__ACTIVITY 1__. In the page below on vaccinating 16- and 17-year-olds, start at the words "At this time, JCVI" and end after "this age group.". Reproduce that span exactly.
__ACTIVITY 2__. According to the page below on vaccinating 16- and 17-year-olds, why is a second dose expected to be offered to this age group later? Answer in one to three sentences.

-- SELECTED PASSAGE follows --

Page last updated: 23 August, 2021, 10:39am
Vaccinating young people aged 16 and 17
In line with JCVI guidance, the NHS in inviting all young people aged 16 and 17 to receive a first dose of the COVID-19 vaccination.
More than 125,000 people in this age group have already had their jab in the two weeks since the announcement, with more than 360,000 having received it in total since the start of the vaccination programme.
Invitations are now landing on the doormats of all in this age group, who can find their nearest centre through the NHS’s ‘grab a jab’ online walk-in finder. Text messages are now also being sent.
At this time, JCVI advises that 16-17 year olds should be offered a first dose only, which will be of the Pfizer-BioNTech vaccine. The first dose has been shown to provide 80% protection against hospitalisation.
A second dose is expected to be offered later to increase the level of protection and contribute towards longer term protection, following further assurance around effectiveness and safety in this age group.

-- SELECTED PASSAGE concluded --
-- DATA FOR ANALYSIS follows --

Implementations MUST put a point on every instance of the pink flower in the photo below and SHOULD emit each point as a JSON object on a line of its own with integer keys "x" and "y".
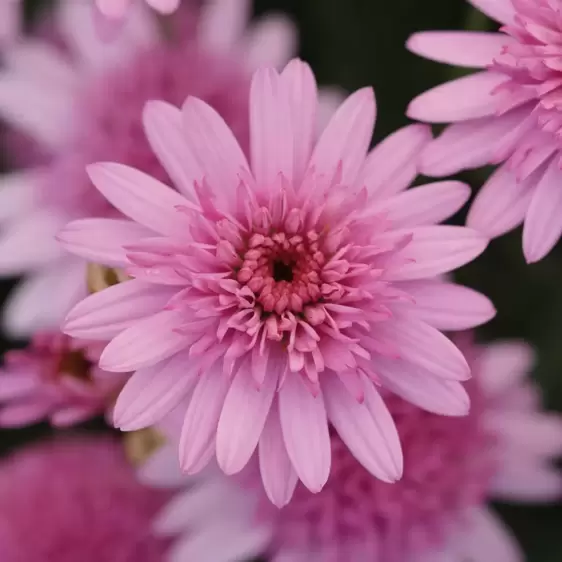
{"x": 84, "y": 104}
{"x": 508, "y": 113}
{"x": 438, "y": 512}
{"x": 56, "y": 377}
{"x": 280, "y": 294}
{"x": 76, "y": 499}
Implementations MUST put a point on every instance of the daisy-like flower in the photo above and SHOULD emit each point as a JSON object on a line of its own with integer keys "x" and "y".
{"x": 278, "y": 294}
{"x": 508, "y": 113}
{"x": 76, "y": 499}
{"x": 84, "y": 103}
{"x": 438, "y": 512}
{"x": 56, "y": 377}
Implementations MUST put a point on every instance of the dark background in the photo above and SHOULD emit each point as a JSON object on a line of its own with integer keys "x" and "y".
{"x": 355, "y": 43}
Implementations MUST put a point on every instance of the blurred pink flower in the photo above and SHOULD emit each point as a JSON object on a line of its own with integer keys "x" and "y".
{"x": 76, "y": 500}
{"x": 438, "y": 512}
{"x": 84, "y": 104}
{"x": 509, "y": 113}
{"x": 55, "y": 377}
{"x": 280, "y": 295}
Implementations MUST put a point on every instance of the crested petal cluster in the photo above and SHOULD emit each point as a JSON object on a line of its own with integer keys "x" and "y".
{"x": 277, "y": 294}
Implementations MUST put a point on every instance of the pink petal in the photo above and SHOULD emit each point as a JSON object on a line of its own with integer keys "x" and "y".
{"x": 105, "y": 314}
{"x": 502, "y": 203}
{"x": 414, "y": 384}
{"x": 271, "y": 133}
{"x": 367, "y": 429}
{"x": 101, "y": 240}
{"x": 447, "y": 306}
{"x": 145, "y": 343}
{"x": 393, "y": 164}
{"x": 214, "y": 147}
{"x": 202, "y": 418}
{"x": 439, "y": 249}
{"x": 243, "y": 417}
{"x": 347, "y": 137}
{"x": 164, "y": 130}
{"x": 428, "y": 204}
{"x": 543, "y": 222}
{"x": 277, "y": 472}
{"x": 153, "y": 392}
{"x": 140, "y": 197}
{"x": 300, "y": 83}
{"x": 475, "y": 49}
{"x": 468, "y": 97}
{"x": 305, "y": 431}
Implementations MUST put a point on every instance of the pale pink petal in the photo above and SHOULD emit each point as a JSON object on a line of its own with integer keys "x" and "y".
{"x": 439, "y": 249}
{"x": 308, "y": 450}
{"x": 163, "y": 126}
{"x": 271, "y": 41}
{"x": 146, "y": 342}
{"x": 425, "y": 205}
{"x": 214, "y": 147}
{"x": 201, "y": 420}
{"x": 475, "y": 49}
{"x": 243, "y": 417}
{"x": 105, "y": 314}
{"x": 140, "y": 197}
{"x": 502, "y": 203}
{"x": 367, "y": 429}
{"x": 347, "y": 137}
{"x": 271, "y": 131}
{"x": 222, "y": 24}
{"x": 393, "y": 164}
{"x": 503, "y": 365}
{"x": 447, "y": 306}
{"x": 411, "y": 382}
{"x": 468, "y": 97}
{"x": 102, "y": 240}
{"x": 151, "y": 393}
{"x": 543, "y": 221}
{"x": 277, "y": 472}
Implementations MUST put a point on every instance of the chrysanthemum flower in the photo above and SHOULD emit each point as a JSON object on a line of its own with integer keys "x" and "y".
{"x": 438, "y": 512}
{"x": 280, "y": 293}
{"x": 508, "y": 113}
{"x": 76, "y": 500}
{"x": 55, "y": 377}
{"x": 84, "y": 104}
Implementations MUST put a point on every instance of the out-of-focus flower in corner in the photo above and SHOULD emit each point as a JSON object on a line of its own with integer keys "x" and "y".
{"x": 76, "y": 499}
{"x": 84, "y": 103}
{"x": 438, "y": 512}
{"x": 57, "y": 378}
{"x": 507, "y": 113}
{"x": 280, "y": 294}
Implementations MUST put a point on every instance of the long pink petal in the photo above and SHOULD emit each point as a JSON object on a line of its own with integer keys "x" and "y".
{"x": 543, "y": 222}
{"x": 146, "y": 342}
{"x": 473, "y": 49}
{"x": 367, "y": 429}
{"x": 419, "y": 387}
{"x": 469, "y": 97}
{"x": 277, "y": 472}
{"x": 309, "y": 450}
{"x": 243, "y": 417}
{"x": 347, "y": 137}
{"x": 101, "y": 240}
{"x": 140, "y": 197}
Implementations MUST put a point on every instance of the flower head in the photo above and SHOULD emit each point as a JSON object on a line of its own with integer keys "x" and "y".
{"x": 84, "y": 103}
{"x": 509, "y": 113}
{"x": 55, "y": 377}
{"x": 279, "y": 294}
{"x": 503, "y": 449}
{"x": 76, "y": 499}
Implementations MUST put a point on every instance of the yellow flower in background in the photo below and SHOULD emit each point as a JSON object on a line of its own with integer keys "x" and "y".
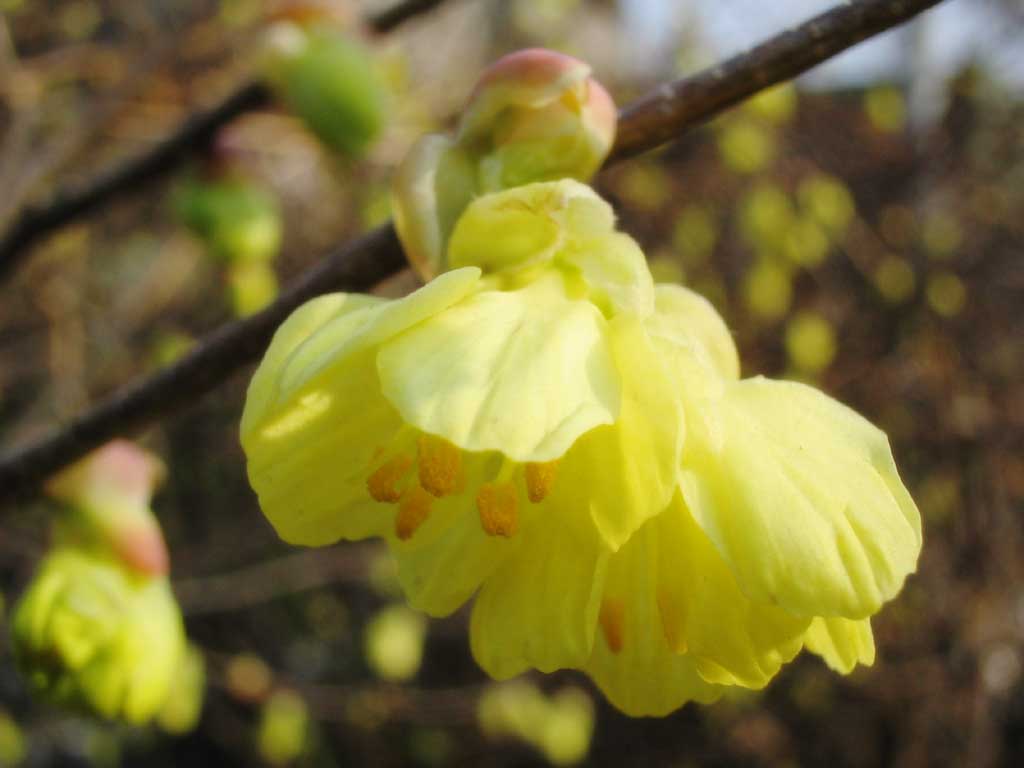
{"x": 546, "y": 428}
{"x": 98, "y": 629}
{"x": 534, "y": 116}
{"x": 90, "y": 633}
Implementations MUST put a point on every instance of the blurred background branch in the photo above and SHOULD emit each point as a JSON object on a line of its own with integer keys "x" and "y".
{"x": 666, "y": 113}
{"x": 36, "y": 220}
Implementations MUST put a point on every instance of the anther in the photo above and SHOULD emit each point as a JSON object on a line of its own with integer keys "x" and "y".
{"x": 497, "y": 504}
{"x": 440, "y": 463}
{"x": 414, "y": 509}
{"x": 612, "y": 621}
{"x": 540, "y": 478}
{"x": 383, "y": 482}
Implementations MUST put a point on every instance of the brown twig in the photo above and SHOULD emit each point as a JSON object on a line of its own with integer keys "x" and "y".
{"x": 665, "y": 114}
{"x": 34, "y": 222}
{"x": 306, "y": 569}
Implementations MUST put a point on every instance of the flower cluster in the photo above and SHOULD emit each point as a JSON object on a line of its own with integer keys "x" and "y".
{"x": 98, "y": 628}
{"x": 546, "y": 428}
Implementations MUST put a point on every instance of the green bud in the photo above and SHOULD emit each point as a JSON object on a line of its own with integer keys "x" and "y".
{"x": 330, "y": 82}
{"x": 238, "y": 221}
{"x": 181, "y": 711}
{"x": 91, "y": 634}
{"x": 108, "y": 497}
{"x": 534, "y": 116}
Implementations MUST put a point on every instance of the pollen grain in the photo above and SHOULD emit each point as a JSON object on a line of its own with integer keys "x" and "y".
{"x": 540, "y": 478}
{"x": 383, "y": 482}
{"x": 497, "y": 504}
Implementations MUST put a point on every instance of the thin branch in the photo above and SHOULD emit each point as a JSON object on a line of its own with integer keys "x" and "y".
{"x": 34, "y": 222}
{"x": 298, "y": 571}
{"x": 663, "y": 115}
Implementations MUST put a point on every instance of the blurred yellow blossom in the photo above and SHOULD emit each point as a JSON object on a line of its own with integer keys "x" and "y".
{"x": 393, "y": 642}
{"x": 546, "y": 428}
{"x": 98, "y": 628}
{"x": 810, "y": 342}
{"x": 284, "y": 727}
{"x": 886, "y": 109}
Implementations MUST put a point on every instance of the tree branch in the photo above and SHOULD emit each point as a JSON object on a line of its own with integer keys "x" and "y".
{"x": 674, "y": 108}
{"x": 665, "y": 114}
{"x": 34, "y": 222}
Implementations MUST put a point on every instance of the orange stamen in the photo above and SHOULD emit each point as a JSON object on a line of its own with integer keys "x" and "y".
{"x": 497, "y": 504}
{"x": 540, "y": 478}
{"x": 612, "y": 621}
{"x": 440, "y": 464}
{"x": 383, "y": 482}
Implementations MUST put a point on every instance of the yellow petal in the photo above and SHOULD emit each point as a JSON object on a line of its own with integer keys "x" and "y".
{"x": 314, "y": 420}
{"x": 524, "y": 373}
{"x": 350, "y": 332}
{"x": 688, "y": 318}
{"x": 732, "y": 640}
{"x": 842, "y": 643}
{"x": 802, "y": 498}
{"x": 632, "y": 662}
{"x": 540, "y": 609}
{"x": 300, "y": 326}
{"x": 626, "y": 471}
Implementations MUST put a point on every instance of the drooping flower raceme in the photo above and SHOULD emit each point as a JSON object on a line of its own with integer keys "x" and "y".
{"x": 546, "y": 428}
{"x": 98, "y": 628}
{"x": 534, "y": 116}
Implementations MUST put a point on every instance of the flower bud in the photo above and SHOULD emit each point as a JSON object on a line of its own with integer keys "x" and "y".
{"x": 183, "y": 707}
{"x": 330, "y": 82}
{"x": 238, "y": 221}
{"x": 89, "y": 633}
{"x": 534, "y": 116}
{"x": 109, "y": 494}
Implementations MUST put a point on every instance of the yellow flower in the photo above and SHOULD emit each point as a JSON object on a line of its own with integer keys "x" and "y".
{"x": 94, "y": 634}
{"x": 534, "y": 116}
{"x": 545, "y": 427}
{"x": 98, "y": 628}
{"x": 108, "y": 506}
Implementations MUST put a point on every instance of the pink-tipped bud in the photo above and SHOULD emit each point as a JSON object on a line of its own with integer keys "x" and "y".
{"x": 534, "y": 116}
{"x": 109, "y": 494}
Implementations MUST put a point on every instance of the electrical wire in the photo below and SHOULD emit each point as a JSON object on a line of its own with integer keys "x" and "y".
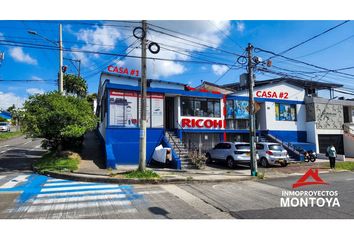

-- DATA FOR ANALYSIS concluded --

__RESPONSE 1__.
At this time, JCVI advises that 16-17 year olds should be offered a first dose only, which will be of the Pfizer-BioNTech vaccine. The first dose has been shown to provide 80% protection against hospitalisation.
A second dose is expected to be offered later to increase the level of protection and contribute towards longer term protection, following further assurance around effectiveness and safety in this age group.

__RESPONSE 2__. A second dose is expected to raise the level of protection and contribute toward longer-term protection. It will be offered once there is further assurance about effectiveness and safety in this age group.